- _Work to complete_
I'd like the data beneath this line reproduced exactly, without any of its images.

- _Dataset records_
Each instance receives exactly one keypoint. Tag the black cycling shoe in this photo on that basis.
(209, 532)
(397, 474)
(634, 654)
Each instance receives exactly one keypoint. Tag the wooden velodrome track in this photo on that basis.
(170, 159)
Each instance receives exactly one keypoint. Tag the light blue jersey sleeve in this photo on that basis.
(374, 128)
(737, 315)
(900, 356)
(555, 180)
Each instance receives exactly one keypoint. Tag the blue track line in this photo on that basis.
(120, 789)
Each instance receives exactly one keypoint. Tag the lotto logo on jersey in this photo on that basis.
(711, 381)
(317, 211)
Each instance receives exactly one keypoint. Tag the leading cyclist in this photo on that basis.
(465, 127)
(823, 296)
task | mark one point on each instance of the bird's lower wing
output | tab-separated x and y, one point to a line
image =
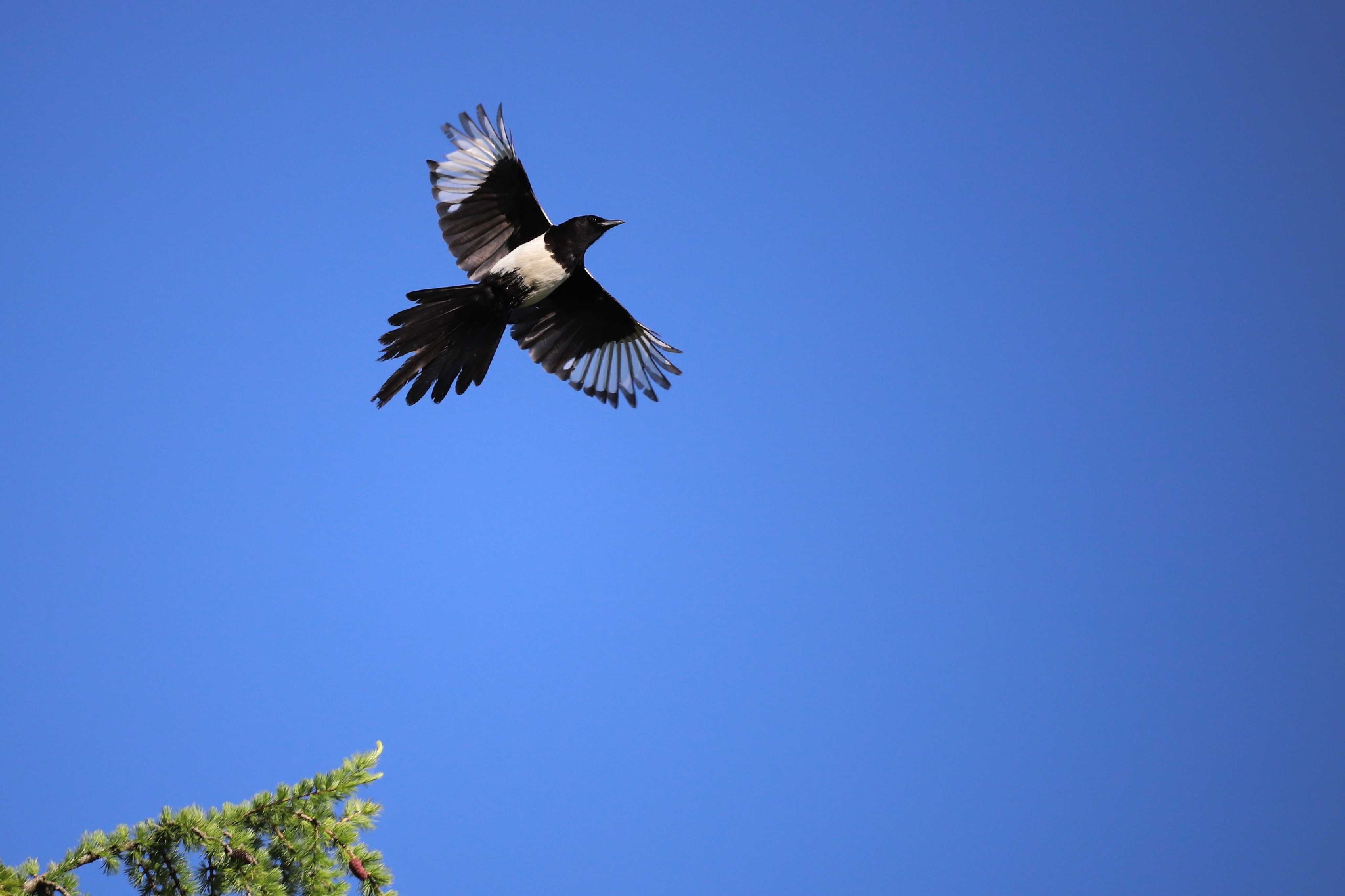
584	336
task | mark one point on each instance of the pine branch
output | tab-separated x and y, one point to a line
299	840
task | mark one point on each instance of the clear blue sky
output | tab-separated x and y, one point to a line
993	542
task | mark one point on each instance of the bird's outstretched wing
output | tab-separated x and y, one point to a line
486	205
585	338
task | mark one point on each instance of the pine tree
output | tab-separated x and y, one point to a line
299	840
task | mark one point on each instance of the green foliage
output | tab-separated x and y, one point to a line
300	840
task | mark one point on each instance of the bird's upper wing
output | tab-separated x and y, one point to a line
486	205
585	338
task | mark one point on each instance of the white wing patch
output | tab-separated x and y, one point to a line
622	367
479	146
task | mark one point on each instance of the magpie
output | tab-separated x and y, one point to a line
529	273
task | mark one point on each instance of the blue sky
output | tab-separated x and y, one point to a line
990	543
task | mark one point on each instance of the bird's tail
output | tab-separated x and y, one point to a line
451	335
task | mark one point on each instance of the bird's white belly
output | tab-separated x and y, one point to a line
536	267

- _The completed task_
Each instance receives exactly one keypoint. Tag the black cycling shoe in this photo on that basis.
(209, 532)
(397, 474)
(634, 654)
Each instance receives exactly one keypoint. Tag the wooden velodrome track in this photo on that basis.
(170, 159)
Each instance receives exactly one keypoint. Tag the light blue jersey sleeve in this photo on that basis.
(374, 128)
(737, 315)
(900, 356)
(555, 180)
Each instance receives exactly one keypoint. Tag the blue track line in this photo on that basis.
(120, 789)
Each instance receives exactly one keypoint. Tag the lotto logo on jersey in this photo on that basis.
(711, 381)
(317, 211)
Each instance receives exactly one keypoint. Tag the leading cyclist in this photo on that basis.
(465, 127)
(823, 296)
task | mark one point on each instance of the bird's lower wing
output | tab-separated x and y, one point to a line
image =
584	336
task | mark one point on each instance of the pine branch
output | tab-separated x and y, one point to a line
299	840
task | mark one point on each instance of the clear blue sky
output | tab-separated x and y, one point to a line
993	542
task | mark one point on each instance of the bird's outstretched wing
output | tab-separated x and y, one point to a line
486	205
585	338
task | mark one point on each instance of the pine tree
output | tab-separated x and y, one point to a line
299	840
task | mark one point on each instance of the green foliage
output | tab-separated x and y, one point to a line
300	840
task | mark one point on each instance of the bird's upper wing
output | tab-separated x and y, one point to a line
486	205
585	338
task | mark one point on each instance of the white wing patch
output | tab-separated x and y, one point to a line
622	367
479	146
task | mark one point on each instance of the magpie
output | tab-separated x and y, one point to a line
529	273
task | mark one point on each instance of the blue sky
output | tab-separated x and y, one point to a line
990	543
task | mark one point on each instance of the bird's tail
output | tab-separated x and y, one point to a line
451	335
task | mark one point on each instance of the bird's white belly
output | tab-separated x and y, one point to a line
536	267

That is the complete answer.